• ASSIGNMENT
Repeat each entry below exactly as it stands.

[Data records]
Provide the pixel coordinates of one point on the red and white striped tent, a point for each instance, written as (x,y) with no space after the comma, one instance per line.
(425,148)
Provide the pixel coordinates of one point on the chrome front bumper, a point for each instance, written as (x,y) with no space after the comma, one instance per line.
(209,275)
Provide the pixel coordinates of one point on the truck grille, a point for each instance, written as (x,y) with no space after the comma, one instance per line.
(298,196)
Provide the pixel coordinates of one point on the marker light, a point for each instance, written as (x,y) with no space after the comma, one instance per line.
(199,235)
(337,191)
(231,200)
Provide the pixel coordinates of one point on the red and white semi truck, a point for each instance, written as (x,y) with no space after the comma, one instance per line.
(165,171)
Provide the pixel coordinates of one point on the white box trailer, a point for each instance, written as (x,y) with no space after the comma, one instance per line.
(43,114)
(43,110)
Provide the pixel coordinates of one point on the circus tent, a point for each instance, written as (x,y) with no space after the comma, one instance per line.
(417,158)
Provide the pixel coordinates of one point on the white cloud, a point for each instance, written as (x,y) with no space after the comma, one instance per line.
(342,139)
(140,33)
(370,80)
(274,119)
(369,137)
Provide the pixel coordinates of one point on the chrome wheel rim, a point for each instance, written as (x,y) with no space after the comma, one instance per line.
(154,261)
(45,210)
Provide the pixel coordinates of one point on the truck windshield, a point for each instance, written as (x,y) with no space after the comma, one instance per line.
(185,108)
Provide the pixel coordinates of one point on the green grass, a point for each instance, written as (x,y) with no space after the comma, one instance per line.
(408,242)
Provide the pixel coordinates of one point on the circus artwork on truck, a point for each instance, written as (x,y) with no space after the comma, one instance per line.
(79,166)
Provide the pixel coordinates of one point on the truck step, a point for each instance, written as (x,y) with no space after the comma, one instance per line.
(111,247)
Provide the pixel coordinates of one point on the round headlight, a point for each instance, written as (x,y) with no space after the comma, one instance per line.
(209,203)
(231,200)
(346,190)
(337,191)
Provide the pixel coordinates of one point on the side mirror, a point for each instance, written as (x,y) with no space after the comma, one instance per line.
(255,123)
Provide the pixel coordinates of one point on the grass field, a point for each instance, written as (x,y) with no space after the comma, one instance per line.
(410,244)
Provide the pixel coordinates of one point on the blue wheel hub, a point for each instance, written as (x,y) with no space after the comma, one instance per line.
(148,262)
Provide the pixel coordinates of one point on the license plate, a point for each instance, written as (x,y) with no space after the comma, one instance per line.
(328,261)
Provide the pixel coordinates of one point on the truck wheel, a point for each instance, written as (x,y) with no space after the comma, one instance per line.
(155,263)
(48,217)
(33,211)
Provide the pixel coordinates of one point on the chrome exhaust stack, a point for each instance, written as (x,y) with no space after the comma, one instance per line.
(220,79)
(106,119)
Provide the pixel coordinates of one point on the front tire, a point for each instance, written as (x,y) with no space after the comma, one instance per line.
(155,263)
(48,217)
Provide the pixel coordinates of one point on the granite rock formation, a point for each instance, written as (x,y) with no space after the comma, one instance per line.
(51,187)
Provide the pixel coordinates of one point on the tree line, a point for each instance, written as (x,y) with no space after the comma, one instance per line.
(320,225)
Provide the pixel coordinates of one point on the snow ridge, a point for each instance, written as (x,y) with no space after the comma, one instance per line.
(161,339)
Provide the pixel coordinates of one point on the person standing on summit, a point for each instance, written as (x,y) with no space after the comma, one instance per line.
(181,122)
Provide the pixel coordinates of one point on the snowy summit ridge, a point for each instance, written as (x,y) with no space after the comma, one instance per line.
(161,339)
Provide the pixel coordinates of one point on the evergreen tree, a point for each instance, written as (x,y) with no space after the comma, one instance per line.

• OUTPUT BELOW
Provide the pixel coordinates of one point on the red and white striped tent, a point for each instance, written as (x,y) with no space after the comma, one instance per line.
(425,148)
Provide the pixel coordinates of one point on the chrome front bumper, a point for each instance, written as (x,y) with no space after the comma, one instance per line.
(209,275)
Provide the pixel coordinates of one point on the truck grille, a point for each instance, written as (x,y) with no space after the comma, one instance per line.
(298,196)
Provide the pixel coordinates of one point on the marker light, a point for each instance, written as (x,y) with no space after the comma, one instance per line.
(199,235)
(337,191)
(231,200)
Provide the pixel coordinates of one point on the red and white semi truck, a point for each instance, written as (x,y) with no space after the comma, one instance per line.
(165,171)
Provide the pixel coordinates of one point on the white box trailer, a point for each instance, written as (x,y) with no space after the comma, one instance per line.
(43,114)
(43,110)
Provide the pixel coordinates of one point on the circus tent, a point for each instance, written as (x,y) with no space after the comma, one instance per line.
(417,158)
Provide the pixel coordinates of one point on the white cloud, a point for each instance, written as (x,y) with no space after the comma, one instance per line.
(342,139)
(140,33)
(370,80)
(274,119)
(369,137)
Provide the pixel coordinates of one point on the chrome wheel rim, a point for each instance, written as (x,y) with no space after the comma, one instance per line.
(154,261)
(45,210)
Provide the pixel coordinates of one point on the truck windshield, a point for each instance, written as (x,y) with no space after the comma, one instance per line.
(185,108)
Provide the pixel coordinates of one point on the green grass, a point for each instance, written as (x,y) with no space after the comma, one instance per line.
(408,242)
Provide the pixel coordinates of one point on the circus artwork on truck, a point for each instance, written as (x,y) with no space after the comma, one instance per line.
(79,166)
Provide the pixel coordinates of one point on the truck step, a point for each instance, written as (x,y) with no space after the comma, one instance per line.
(111,247)
Provide the pixel coordinates of one point on the round headlight, a point for each instance, written as (x,y) with no space after the comma, one instance per line.
(209,203)
(231,200)
(346,190)
(337,191)
Provide the pixel coordinates of one point on the side mirror, a point for each instance, written as (x,y) with no space after the comma, one instance per line.
(255,123)
Provide the pixel coordinates of one point on the grass field, a point for each instance, written as (x,y) with no space after the comma, one instance per line.
(410,244)
Provide the pixel coordinates of one point on the blue wheel hub, a point for each instance, written as (x,y) with no space after the comma, one instance per line.
(148,262)
Provide the pixel coordinates of one point on the license plate, a point for each instance, written as (x,y) with no space after the comma, one instance per line.
(328,261)
Provide the pixel coordinates of one point on the truck wheel, a point for each instance, written as (x,y) with no space after the comma, one instance per line.
(155,263)
(48,217)
(33,211)
Provide the pixel coordinates of one point on the chrome exhaust stack, a point for each instance, written as (x,y) with no space after the comma, one instance per line.
(220,79)
(106,119)
Provide the pixel coordinates of one point on the front tire, a point for each instance, written as (x,y) with no space after the comma, one instance per line.
(155,263)
(48,217)
Provide the pixel coordinates of one point on the granite rock formation, a point for each instance, written as (x,y) with no space after the comma, one instance per line.
(51,187)
Provide the pixel coordinates of one point on the tree line, a point for each instance, written as (x,y) with no space after the comma, one instance per line.
(320,225)
Provide the pixel coordinates of one point on the snow ridge, a point for each instance, written as (x,y) with no space after the comma, one instance per line.
(161,339)
Provide the pixel coordinates of one point on the person standing on summit, a point for each instance, written as (x,y) with no space after the comma, one instance per line.
(181,122)
Provide the pixel coordinates of one point on the snowy summit ridge, a point for each instance, written as (x,y) with no space after the comma, one instance per line.
(161,339)
Provide the pixel coordinates of one point on the evergreen tree, a point for each instance, written as (x,y) with no space after the comma, one instance per line.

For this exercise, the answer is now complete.